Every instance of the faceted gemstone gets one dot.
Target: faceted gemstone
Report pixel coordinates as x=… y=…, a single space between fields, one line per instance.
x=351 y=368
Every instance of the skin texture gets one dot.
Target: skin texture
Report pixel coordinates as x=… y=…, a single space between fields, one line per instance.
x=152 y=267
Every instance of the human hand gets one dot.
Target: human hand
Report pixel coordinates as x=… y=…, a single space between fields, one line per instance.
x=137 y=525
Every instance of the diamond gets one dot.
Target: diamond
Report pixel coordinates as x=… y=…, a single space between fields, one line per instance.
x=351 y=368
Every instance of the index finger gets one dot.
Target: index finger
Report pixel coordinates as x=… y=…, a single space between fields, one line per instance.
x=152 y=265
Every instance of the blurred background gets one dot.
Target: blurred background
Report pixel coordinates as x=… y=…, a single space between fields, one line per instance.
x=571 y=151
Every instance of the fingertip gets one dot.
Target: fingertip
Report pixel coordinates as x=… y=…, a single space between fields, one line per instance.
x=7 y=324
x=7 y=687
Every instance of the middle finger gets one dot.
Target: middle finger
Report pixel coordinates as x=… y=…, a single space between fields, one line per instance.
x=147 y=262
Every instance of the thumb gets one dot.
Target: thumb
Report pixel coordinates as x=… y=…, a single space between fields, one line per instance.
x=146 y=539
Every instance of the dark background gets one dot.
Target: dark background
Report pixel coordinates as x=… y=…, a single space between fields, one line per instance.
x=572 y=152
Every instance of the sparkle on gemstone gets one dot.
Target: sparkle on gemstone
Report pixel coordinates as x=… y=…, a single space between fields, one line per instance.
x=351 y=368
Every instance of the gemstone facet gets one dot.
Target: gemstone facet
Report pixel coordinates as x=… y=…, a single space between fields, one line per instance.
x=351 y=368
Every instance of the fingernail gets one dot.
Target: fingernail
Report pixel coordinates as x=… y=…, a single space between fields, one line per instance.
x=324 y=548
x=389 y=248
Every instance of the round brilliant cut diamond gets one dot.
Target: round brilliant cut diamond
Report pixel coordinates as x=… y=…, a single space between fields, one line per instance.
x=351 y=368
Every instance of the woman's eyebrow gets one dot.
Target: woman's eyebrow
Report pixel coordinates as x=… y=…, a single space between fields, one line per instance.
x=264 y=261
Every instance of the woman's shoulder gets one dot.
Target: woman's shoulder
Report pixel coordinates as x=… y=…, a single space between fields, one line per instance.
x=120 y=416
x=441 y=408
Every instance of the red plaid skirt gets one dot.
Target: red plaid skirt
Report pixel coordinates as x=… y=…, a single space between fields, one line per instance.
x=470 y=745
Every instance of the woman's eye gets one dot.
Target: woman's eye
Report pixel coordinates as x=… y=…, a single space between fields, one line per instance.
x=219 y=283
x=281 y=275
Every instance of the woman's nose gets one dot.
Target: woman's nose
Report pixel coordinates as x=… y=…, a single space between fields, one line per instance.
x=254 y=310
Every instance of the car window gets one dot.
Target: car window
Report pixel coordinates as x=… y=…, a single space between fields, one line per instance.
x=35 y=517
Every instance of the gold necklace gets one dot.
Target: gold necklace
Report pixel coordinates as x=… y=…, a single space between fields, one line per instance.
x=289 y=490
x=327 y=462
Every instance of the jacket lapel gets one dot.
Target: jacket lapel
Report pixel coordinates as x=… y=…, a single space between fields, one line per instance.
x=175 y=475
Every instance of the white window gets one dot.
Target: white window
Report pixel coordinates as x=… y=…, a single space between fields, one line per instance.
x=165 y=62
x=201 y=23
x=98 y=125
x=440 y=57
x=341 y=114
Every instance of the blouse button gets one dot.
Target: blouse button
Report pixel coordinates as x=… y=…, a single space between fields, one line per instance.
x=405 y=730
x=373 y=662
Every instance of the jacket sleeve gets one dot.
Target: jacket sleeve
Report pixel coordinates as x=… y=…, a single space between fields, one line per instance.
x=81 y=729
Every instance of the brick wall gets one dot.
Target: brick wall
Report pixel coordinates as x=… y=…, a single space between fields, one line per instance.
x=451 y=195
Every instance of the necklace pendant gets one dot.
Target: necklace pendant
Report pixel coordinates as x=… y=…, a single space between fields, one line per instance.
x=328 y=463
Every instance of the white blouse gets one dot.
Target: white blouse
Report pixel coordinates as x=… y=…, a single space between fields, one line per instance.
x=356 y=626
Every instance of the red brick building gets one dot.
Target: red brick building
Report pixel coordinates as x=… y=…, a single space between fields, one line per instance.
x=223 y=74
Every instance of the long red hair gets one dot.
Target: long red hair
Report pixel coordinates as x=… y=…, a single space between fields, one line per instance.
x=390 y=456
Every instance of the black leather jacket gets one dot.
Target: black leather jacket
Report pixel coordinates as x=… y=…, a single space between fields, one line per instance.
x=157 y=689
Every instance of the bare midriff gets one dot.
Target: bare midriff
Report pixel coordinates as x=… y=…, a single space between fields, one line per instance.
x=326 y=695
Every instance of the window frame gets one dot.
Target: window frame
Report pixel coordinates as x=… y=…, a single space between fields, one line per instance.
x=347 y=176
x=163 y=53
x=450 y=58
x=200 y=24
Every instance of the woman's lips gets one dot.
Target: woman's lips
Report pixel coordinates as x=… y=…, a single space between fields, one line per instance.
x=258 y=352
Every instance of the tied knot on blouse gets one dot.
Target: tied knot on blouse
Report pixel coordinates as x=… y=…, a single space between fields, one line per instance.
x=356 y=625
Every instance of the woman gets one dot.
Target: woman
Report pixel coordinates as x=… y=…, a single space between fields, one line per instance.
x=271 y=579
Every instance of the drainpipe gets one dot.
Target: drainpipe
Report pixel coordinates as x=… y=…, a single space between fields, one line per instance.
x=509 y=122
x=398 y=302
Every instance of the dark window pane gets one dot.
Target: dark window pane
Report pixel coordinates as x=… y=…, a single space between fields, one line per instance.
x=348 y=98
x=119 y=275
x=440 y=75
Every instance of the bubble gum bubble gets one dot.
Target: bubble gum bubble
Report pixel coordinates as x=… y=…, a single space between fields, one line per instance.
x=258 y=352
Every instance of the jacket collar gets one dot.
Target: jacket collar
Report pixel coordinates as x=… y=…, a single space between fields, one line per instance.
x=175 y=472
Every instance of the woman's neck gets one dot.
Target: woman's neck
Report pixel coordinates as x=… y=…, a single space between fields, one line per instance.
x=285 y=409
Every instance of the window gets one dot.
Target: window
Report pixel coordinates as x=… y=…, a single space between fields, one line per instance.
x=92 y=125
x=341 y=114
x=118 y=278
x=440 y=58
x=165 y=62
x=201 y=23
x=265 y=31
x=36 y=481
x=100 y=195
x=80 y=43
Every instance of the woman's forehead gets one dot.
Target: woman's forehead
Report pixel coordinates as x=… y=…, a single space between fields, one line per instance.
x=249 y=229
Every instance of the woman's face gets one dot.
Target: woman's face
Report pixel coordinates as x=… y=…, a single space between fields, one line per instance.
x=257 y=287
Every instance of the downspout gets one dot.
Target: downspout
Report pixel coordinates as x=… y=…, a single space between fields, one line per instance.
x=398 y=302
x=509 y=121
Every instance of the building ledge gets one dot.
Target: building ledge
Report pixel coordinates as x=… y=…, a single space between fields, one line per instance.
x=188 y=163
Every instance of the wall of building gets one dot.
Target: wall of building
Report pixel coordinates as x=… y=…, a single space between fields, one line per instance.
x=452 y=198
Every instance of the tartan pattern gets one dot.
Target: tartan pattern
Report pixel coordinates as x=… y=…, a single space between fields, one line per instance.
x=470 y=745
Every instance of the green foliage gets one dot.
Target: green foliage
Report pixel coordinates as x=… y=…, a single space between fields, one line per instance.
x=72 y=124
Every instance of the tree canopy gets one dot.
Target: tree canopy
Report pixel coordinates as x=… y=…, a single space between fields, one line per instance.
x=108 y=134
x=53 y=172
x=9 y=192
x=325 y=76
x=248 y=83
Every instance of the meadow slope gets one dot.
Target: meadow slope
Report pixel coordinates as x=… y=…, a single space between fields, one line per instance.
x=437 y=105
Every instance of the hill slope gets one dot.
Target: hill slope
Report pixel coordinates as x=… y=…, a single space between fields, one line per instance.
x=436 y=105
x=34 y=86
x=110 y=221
——
- _Task prompt_
Check each line above for the word "skin" and copy the ones that have it.

- _Answer section_
Every instance of the skin texture gets one dot.
Target: skin texture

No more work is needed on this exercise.